● Given text:
SSCAL18-Block12-Blog

Well ladies and gents it’s time for the final block of the Stitch Story blanket! Then it’s just the joining and edging to go and we are done for this year’s crochet-along, and you will have a fabulous blanket all ready to use or gift at Christmas! 

This next block is one of my favourites and was actually going to be the first block in the CAL as it utilises only very easy stitches, however it got moved to the end because it is one of those patterns that you have to concentrate on to get right, but I have included some helpful tips from my testers below.

If this is the first you are hearing about this CAL don’t worry the details will remain on the blog here pretty much forever so you can make your own blanket when you are able.

You can find the full schedule and Scheepjes yarn amounts here and a link to the crochet along page here. More photos and the specifications and charts for the CAL can be found on the CAL Pinterest Board!

So let’s just quickly run through some of the pattern particulars…

Pattern:

This pattern is free here on the blog but it’s also available in an e-book on Ravelry.  There is a small charge for the downloadable 46 page PDF e-book (payable once). The booklet has been released in instalments, along with the CAL, so as not to spoil anyone’s fun. This PDF has the full pattern descriptions, charts and information all in one place without adverts (as requested).

● Source material:
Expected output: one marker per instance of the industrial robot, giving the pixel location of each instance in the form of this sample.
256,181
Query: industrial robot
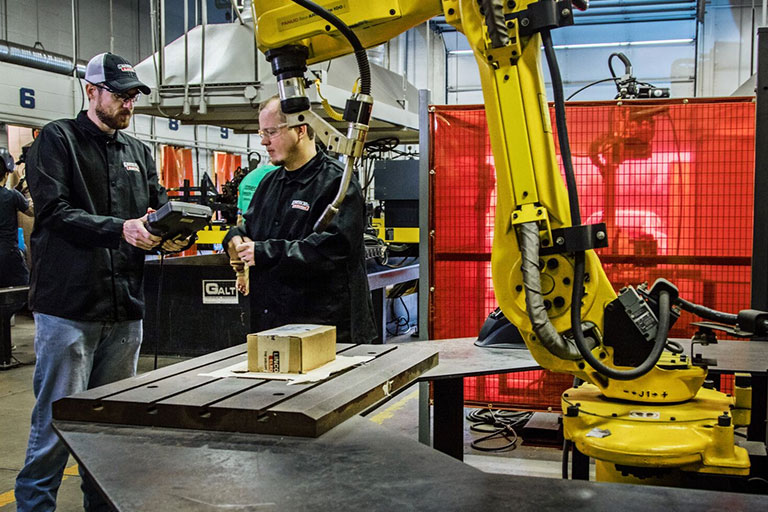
639,408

● Task set:
A – Translate this sentence from the crochet-along blog post into Spanish: "There is a small charge for the downloadable 46 page PDF e-book (payable once)."
B – Pick up the crochet-along blog post after its final sentence and keep writing it.

● The replies:
A – Hay un pequeño cargo por el libro electrónico en PDF descargable de 46 páginas (se paga una sola vez).

B –
Through the course of this crochet-along I have provided you with patterns to make twelve different blocks, each in two different sizes. Which one you make is totally up to you! Make all one size or mix and match, whatever takes your fancy!  However to give you a helping hand I have included some schematics which you can see on this post here.

Support:

  • The KCACO-UK Community Facebook Group  is a great source of support and helpful tips from fellow Crochet-a-longers.
  • A Dutch translation was available by Iris from Een Mooi Gebaar (and a Dutch e-book will be coming soon to Ravelry). Link to Part 12 here.
  • For support with the Stitch Story CAL on  Ravelry there is a thread facilitated by Reimy.
  • Accompanying CAL videos are being created by Esther from It’s All in a Nutshell. Link to Part 12 is below:

Stitch-Story-Part12-Video-Link

Social Media Links:

The hashtag for this years CAL is #SSCAL18 for Twitter and Instagram. Though you you can join in with any progress photos by linking your projects on your favourite social media sites: RavelryFacebook page or Facebook group and Pinterest.

Stitch Story…

Honeycomb: The symbol of a hard worker bee. It’s a lucky stitch signifying hard work and sweet rewards!

Design 12: The Bee Keeper

Hook: 4.5mm / US size 7 or size needed to obtain 15cm/6” square 

Abbreviations (same for both blocks):

  • Chain (Ch)
  • Slip Stitch (sl st)
  • UK half treble / US half double crochet (htr/hdc)

Stitch Guidance (same for both blocks):

  • UK Half Double Treble / US Half Double Crochet (htr/hdc): Yarn over, insert hook in next st and pull up a loop (three loops on hook), yarn over, pull through all three loops on hook.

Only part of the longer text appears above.